** WORK INSTRUCTION **
Repeat the full listing below verbatim and keep the images out.

** SOURCE MATERIAL **
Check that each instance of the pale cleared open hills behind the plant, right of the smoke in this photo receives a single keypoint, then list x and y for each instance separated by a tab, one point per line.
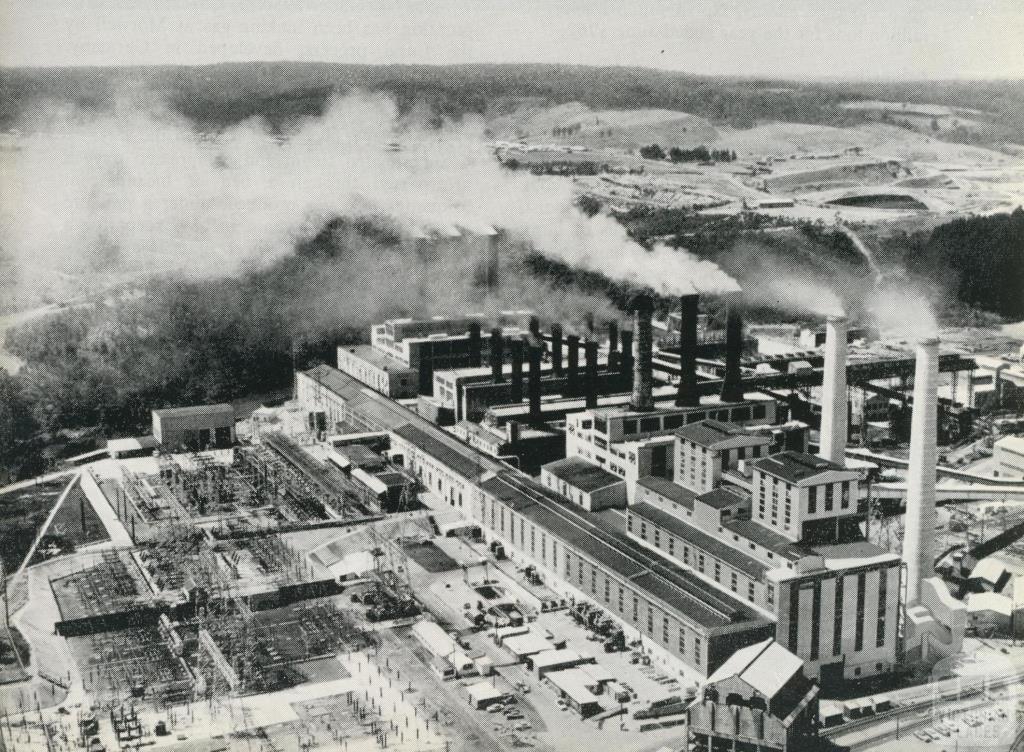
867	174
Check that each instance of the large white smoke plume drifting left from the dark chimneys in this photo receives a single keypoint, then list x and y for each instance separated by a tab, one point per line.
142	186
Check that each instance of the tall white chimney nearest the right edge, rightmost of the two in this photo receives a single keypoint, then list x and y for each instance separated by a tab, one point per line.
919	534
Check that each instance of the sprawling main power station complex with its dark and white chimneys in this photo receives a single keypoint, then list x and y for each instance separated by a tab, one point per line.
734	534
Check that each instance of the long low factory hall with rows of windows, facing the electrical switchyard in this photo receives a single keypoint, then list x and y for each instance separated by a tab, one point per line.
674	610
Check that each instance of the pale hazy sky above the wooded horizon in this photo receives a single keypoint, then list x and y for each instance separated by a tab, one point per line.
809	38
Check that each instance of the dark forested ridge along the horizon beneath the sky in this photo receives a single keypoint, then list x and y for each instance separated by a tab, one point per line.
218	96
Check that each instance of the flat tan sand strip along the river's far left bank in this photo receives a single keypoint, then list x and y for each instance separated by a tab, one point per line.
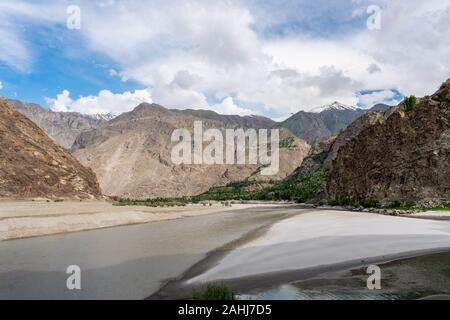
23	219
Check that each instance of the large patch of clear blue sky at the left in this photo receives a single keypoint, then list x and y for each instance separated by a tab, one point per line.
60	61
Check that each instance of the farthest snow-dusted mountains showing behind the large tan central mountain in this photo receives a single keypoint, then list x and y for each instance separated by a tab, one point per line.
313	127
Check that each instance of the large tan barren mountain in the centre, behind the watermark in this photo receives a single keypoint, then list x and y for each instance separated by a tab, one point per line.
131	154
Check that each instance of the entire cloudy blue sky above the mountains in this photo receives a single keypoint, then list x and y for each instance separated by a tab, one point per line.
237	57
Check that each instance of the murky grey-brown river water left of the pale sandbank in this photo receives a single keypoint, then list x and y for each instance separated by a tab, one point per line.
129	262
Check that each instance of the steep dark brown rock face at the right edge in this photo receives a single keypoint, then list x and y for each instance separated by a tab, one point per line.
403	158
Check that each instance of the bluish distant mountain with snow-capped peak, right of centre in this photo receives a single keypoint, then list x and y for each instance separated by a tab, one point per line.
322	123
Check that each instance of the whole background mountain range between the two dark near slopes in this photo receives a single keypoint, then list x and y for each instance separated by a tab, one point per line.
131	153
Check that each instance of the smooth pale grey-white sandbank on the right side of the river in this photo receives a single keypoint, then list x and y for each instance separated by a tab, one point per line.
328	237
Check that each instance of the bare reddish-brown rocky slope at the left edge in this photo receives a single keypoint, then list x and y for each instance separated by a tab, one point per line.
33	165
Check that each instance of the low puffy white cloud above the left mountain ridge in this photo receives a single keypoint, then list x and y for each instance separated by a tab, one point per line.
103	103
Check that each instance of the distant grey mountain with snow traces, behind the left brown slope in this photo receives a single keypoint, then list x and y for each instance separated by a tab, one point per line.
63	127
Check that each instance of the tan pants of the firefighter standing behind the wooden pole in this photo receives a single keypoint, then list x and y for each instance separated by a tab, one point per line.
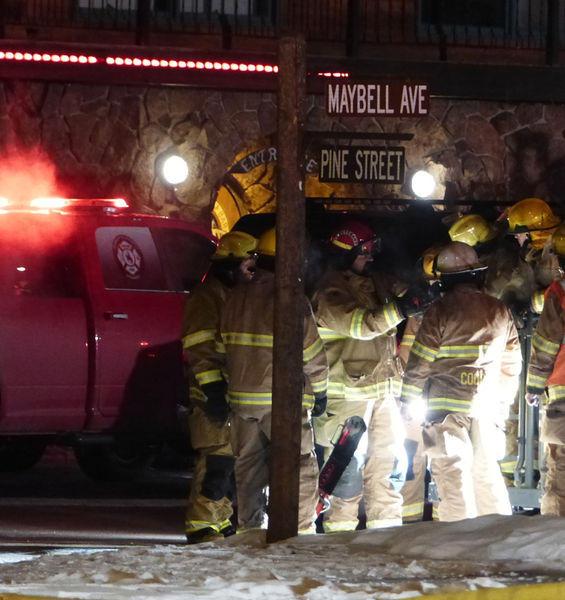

** OUTPUT FOR THIS TASK **
Check that each instance of the pale cleared open hills behind the plant, right of the smoke in this photo receives a single keypoint, then list x and y for each instance separated by a tab, one point per line.
867	174
Check that each instance of the large white smoke plume drifting left from the dark chimneys in this photo receives a single keypoint, then list x and y for each instance separated by a tab, one point per line.
142	186
Check that each instance of the tall white chimney nearest the right edge, rightmost of the two in this photo receives a single keypoint, then list x and y for each instance separated by a tab, one point per line.
919	534
Check that each instance of the sprawling main power station complex with its dark and white chimneys in this photo receives a single keypoint, then list x and y for each instance separated by a tab, one point per line.
734	534
Check that each instance of the long low factory hall with rows of windows, facing the electrical switchyard in this photo receives a single keypoint, then list x and y for each instance separated by a tab, one point per line.
674	610
Check that each instance of the pale hazy sky above the wooded horizon in this photo receives a single keypoint, then list x and y for each instance separated by a tab, one point per line.
809	38
Check that each instance of the dark forested ridge along the horizon beneath the sky in this photo receives a single keypoint, then list x and y for each instance separated by a tab, one point per line.
218	96
Check that each instance of the flat tan sand strip along the river's far left bank in this photo receives a single keypoint, then list x and y for each instance separated by a tab, one point per line.
23	219
Check that each instance of the large patch of clear blue sky at the left in this photo receives a single keypoint, then list x and y for each instance separated by a tab, one point per line.
60	61
Check that each instance of the farthest snow-dusted mountains showing behind the large tan central mountain in this photo receives a single keypoint, then list x and y for each instance separated by a tab, one point per line.
313	127
Check that each instance of the large tan barren mountain in the centre, behind the watermark in this photo receives a single keypoint, then list x and y for each instance separated by a tab, one point per line.
131	154
Check that each instance of the entire cloudy blue sky above the mountains in this photo receives a single keypoint, then list x and y for each instance separated by a tab, one point per line.
237	57
Check that each instance of the murky grey-brown river water left of the pale sandbank in this photo receives a single keypoint, then list x and y for each instance separated by a tab, one point per line.
129	262
Check that each instance of the steep dark brown rock face at the right edge in this photo receives a single keypoint, then list x and y for each instance separated by a tab, one point per line.
403	158
Check that each instance of the bluish distant mountain with snow-capped peak, right of centre in this photo receives a single keypoint, then list x and y for each instance separated by a tab, one point per line.
322	123
Check that each instance of the whole background mountain range between the two dark near slopes in this photo receives a single keypoint, then list x and y for each instance separated by a tab, one point per line.
131	153
Check that each instance of the smooth pale grey-white sandbank on the right side of the river in this photo receives a single keypoint, then list x and y for each instance separated by a tab, one point per line.
328	237
Check that each instance of the bare reddish-brown rocky slope at the left edge in this photo receives a single keypoint, then list x and y for each instance separated by a tab, one point per line.
33	165
Check that each instance of the low puffy white cloud above the left mountain ridge in this photo receives a single keypoint, then list x and y for each instance separated by a tab, one point per line.
103	103
Check that each instance of the distant grey mountain with snow traces, behind the left brown slope in this photo receives a single keypoint, then list x and y for each instance separated by a tab, one point per line.
63	127
Check that each instance of the tan pants of the firefighter standing behind the wooden pole in this photo receives a single keypoint, then list x and y for each instance separated by a tab, one point per line.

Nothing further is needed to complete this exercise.